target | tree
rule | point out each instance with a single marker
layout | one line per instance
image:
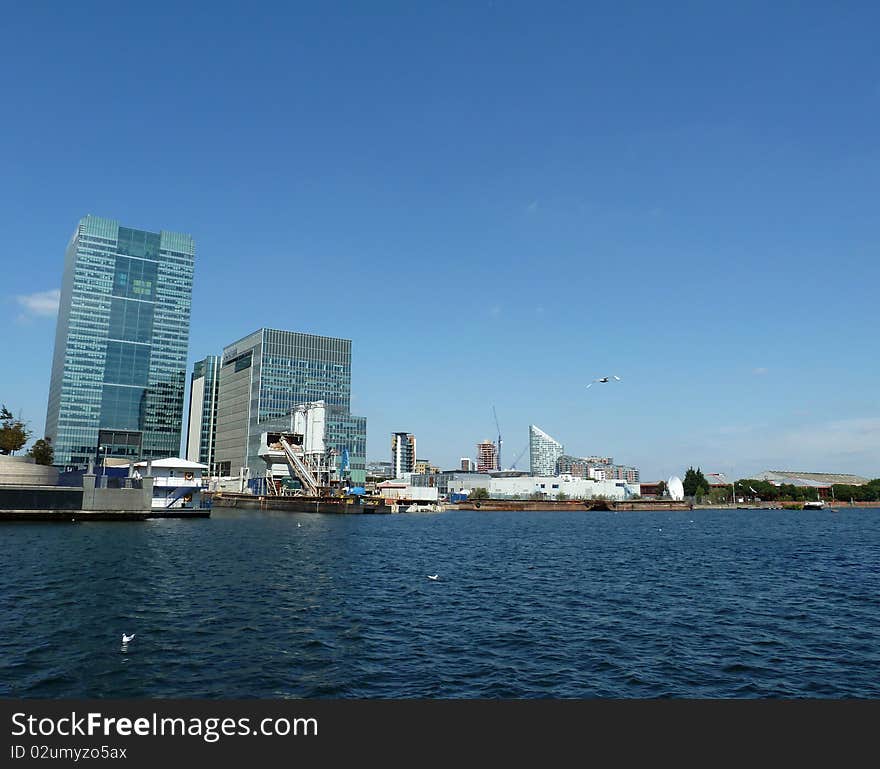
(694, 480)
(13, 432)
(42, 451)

* * *

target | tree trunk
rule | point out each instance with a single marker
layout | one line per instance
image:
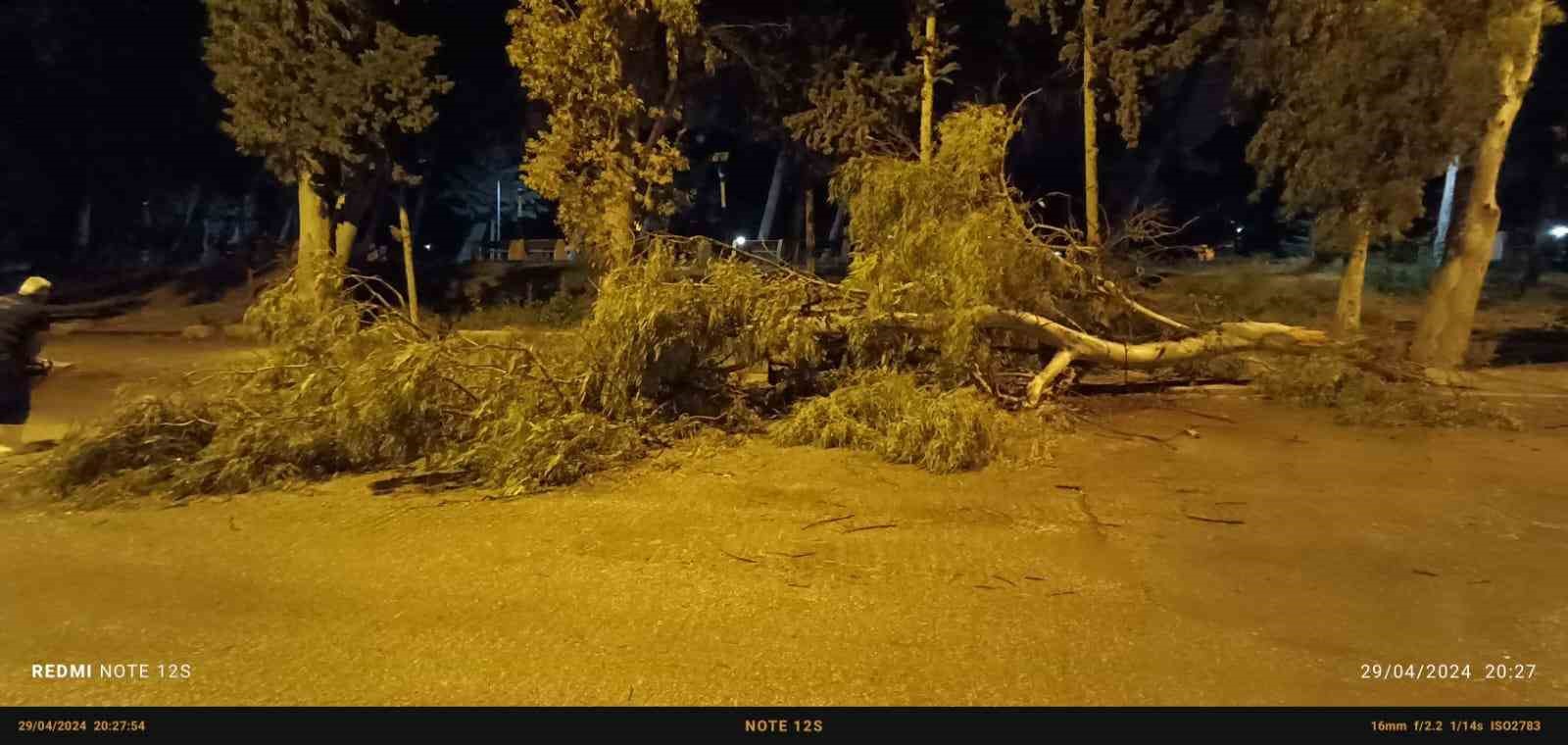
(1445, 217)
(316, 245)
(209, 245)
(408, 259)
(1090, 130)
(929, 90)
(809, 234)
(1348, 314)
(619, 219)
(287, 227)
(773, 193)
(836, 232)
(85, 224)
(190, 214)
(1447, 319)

#### The request:
Copy out the lines of the records word for word, starting at the line that contains "target | tree trunk" and ending at the line that contains "(1447, 319)", with both of those lines included. Leave the pictures out of your copy.

#### Final answer:
target | tree trunk
rule | point out each instance with a single marker
layout | one line per instance
image:
(1445, 217)
(316, 245)
(209, 245)
(408, 259)
(1090, 130)
(929, 90)
(809, 234)
(1348, 314)
(619, 219)
(287, 227)
(773, 193)
(836, 232)
(85, 224)
(190, 214)
(1447, 319)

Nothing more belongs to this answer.